### [EXERCISE BRIEF]
Which lines of the material hold the word "glass"? Copy each one.

<<<<

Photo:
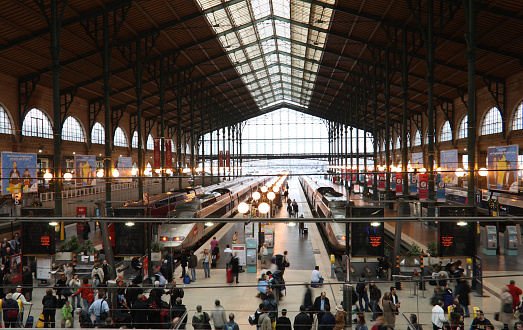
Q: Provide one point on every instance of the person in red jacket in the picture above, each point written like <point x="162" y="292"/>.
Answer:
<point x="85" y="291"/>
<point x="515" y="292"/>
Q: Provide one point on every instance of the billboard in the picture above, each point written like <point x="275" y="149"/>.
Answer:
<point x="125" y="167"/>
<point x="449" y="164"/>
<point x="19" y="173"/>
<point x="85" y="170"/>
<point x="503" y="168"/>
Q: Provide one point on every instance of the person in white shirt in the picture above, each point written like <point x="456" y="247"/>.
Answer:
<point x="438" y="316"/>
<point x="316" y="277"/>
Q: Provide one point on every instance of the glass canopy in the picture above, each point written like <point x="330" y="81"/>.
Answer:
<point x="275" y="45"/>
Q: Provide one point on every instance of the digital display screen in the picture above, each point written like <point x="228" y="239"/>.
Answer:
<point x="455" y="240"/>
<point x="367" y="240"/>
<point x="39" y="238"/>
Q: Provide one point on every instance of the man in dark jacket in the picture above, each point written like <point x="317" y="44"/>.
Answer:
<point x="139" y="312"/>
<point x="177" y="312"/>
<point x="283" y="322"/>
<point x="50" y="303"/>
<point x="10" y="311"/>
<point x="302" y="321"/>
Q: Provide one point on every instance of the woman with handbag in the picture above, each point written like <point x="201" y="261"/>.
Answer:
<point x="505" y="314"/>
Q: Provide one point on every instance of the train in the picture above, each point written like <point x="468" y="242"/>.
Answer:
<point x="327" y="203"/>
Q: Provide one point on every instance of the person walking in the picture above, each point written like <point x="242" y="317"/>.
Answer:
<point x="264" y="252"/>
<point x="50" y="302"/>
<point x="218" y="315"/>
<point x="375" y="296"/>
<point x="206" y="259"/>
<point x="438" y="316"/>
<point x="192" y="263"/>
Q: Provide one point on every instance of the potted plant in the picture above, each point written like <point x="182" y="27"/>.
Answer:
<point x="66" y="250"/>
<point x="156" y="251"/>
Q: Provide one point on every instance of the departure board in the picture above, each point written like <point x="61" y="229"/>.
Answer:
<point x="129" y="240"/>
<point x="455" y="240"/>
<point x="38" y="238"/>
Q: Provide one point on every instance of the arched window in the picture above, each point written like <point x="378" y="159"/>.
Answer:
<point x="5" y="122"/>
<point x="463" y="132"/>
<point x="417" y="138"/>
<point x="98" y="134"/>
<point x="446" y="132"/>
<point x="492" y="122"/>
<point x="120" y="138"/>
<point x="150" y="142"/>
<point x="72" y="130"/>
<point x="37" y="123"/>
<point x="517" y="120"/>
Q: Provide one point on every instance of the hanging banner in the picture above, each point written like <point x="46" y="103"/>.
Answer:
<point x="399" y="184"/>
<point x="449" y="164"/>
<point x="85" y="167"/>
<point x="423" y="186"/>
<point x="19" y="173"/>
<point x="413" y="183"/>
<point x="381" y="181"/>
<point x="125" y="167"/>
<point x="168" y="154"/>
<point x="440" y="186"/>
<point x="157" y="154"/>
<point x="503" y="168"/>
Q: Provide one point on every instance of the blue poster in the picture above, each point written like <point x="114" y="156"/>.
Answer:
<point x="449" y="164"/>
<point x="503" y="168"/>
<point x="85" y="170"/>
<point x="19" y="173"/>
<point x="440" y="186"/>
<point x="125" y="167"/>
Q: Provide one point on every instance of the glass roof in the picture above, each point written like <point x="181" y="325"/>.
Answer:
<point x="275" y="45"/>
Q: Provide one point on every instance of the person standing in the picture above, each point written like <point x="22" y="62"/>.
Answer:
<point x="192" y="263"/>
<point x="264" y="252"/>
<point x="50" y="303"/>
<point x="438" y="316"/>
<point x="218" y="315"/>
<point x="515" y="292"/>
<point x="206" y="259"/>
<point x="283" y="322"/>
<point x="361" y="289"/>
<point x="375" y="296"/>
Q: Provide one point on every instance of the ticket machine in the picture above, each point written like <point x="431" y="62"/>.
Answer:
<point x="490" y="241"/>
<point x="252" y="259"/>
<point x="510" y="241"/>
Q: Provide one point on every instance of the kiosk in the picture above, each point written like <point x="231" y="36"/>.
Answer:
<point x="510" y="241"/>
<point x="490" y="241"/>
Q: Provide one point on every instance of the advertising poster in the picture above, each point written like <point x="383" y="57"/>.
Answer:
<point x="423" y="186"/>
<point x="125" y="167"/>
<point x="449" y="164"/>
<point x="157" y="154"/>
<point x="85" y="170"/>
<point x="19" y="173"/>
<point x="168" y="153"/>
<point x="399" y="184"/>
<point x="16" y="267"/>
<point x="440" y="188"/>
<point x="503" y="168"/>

>>>>

### [FINISHED TASK]
Q: Provide one point on every instance of the glass canopy in the picture above, each point written like <point x="330" y="81"/>.
Q: Provide one point on every instance of the glass roof in the picture above, each point written like <point x="181" y="325"/>.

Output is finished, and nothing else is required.